> _Exercise brief_
Write down exactly the lines of the listing below, beginning with the one containing "Target: wooden dock structure" and closing with the final line.

> _Study material_
========

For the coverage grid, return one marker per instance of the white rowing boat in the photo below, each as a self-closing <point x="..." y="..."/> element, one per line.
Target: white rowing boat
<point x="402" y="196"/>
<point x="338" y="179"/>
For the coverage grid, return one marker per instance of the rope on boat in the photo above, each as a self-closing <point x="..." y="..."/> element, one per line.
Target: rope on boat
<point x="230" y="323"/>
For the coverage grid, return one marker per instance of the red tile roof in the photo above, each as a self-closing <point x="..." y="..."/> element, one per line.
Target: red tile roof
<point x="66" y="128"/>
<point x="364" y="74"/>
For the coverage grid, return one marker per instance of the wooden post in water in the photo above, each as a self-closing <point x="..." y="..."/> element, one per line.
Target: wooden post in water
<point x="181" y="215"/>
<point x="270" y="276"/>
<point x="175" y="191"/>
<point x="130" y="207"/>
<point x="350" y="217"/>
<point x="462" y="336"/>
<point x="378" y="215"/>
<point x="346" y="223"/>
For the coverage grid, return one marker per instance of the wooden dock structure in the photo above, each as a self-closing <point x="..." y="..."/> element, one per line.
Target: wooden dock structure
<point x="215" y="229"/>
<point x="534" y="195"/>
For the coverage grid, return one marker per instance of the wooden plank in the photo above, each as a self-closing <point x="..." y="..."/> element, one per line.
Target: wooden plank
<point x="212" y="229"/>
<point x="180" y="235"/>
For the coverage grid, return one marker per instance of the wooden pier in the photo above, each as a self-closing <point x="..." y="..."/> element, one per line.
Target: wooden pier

========

> _Solution to this exercise_
Target: wooden dock structure
<point x="215" y="229"/>
<point x="534" y="195"/>
For the coverage grid, return one marker per instance of the wooden plank in the photo above, each as a self-closing <point x="..." y="..."/> element, one per line.
Target: wooden plank
<point x="212" y="229"/>
<point x="180" y="235"/>
For the coverage grid, return one marker per instance of the wooden pier in the photo above, each as a self-closing <point x="..." y="..."/> element, one per line.
Target: wooden pier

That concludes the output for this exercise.